Short task A: Rewrite the passage on Powell's Africa trip from "A further point" to "the surrounding countries.", putting "unrest" in place of "upheaval".
Short task B: In the passage on Powell's Africa trip, where did General Powell speak to students?

Page excerpt:
A further point of discussion with President Thabo Mbeki was the issue of Zimbabwe's political turmoil. In a strongly worded statement General Powell called on President Mugabe to "submit to the law and the will of the people" by stepping down. Characterising the Zimbabwe President as a "throwback" to the days of African strongmen, General Powell expressed concern at the effect that Zimbabwe's political upheaval is having on the financial stability of the surrounding countries.
"I hope we can put the right kind of pressure on him so that he will yield to the desire of the people to have a free and fair election", General Powell said in a speech to students at the University of Witwatersrand, emphasising that President Mugabe should bring the so-called war veterans under control "to stop terrorising the communities in Zimbabwe".
Elaborating further he said that the Bush administration believed that "America will be a friend to all Africans who seek peace" but that "Africans must bear the lion's share of responsibility for bringing stability to the continent".
As expected, the Secretary of State's remarks drew a stern response from Didymus Mutasa, Foreign Affairs secretary for the governing Zimbabwe African National Union-Patriotic Front. "The Americans must leave us alone and mind their own business," he said. "They must not try to impose leaders on us."
Powell in East Africa
The East African portion of General Powell's 'Focus on Africa' trip kicked off with an overnight visit to Nairobi where he held talks with Kenya's long-standing President Daniel arap Moi. Mirroring his call to President Mugabe, he urged President Moi to step aside and let a new President be elected next year, as required by law.

Rows:
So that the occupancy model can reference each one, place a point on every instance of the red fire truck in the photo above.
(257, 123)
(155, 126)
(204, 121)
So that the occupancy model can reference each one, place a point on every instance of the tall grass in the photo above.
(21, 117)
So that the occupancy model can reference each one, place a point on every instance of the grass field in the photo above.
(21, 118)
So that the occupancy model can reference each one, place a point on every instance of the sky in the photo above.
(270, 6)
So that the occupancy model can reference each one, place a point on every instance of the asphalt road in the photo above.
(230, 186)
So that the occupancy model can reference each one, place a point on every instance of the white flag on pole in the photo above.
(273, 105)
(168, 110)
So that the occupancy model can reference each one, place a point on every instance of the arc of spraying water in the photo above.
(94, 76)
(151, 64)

...

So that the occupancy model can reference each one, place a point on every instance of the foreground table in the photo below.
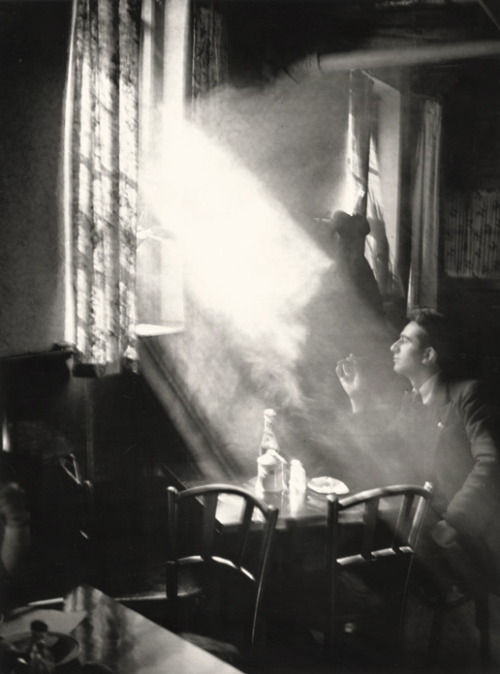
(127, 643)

Correct answer A:
A further point of discussion with President Thabo Mbeki was the issue of Zimbabwe's political turmoil. In a strongly worded statement General Powell called on President Mugabe to "submit to the law and the will of the people" by stepping down. Characterising the Zimbabwe President as a "throwback" to the days of African strongmen, General Powell expressed concern at the effect that Zimbabwe's political unrest is having on the financial stability of the surrounding countries.

Correct answer B: At the University of Witwatersrand.